Instructions to follow:
Count the lines in the records below that contain the string "hull", treating uppercase and lowercase letters as different, and reply with only that number.
____ Input material
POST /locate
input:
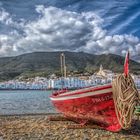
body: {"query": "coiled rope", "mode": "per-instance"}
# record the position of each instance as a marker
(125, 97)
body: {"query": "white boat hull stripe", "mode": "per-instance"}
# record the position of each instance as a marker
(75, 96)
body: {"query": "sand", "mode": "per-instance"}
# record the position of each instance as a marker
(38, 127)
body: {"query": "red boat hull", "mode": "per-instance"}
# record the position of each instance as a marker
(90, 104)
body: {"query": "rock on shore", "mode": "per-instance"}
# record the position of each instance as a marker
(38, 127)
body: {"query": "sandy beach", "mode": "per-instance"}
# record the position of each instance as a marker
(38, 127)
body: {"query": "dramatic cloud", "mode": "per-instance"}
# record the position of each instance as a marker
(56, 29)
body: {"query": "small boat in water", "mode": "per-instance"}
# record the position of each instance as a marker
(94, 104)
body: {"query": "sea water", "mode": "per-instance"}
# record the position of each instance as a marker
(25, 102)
________
____ Input material
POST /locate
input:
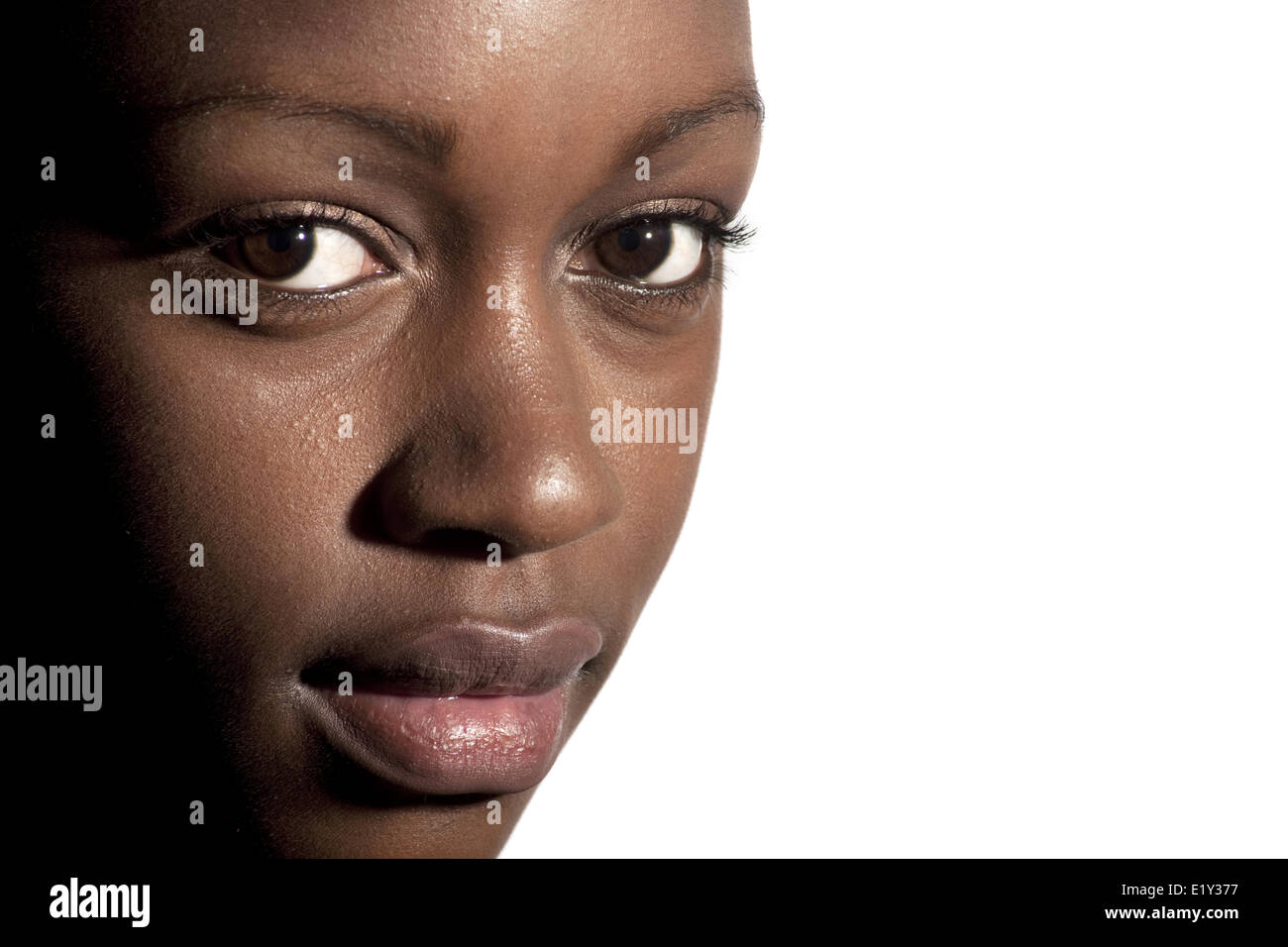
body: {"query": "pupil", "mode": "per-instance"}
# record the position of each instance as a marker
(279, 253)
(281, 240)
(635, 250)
________
Exercise result:
2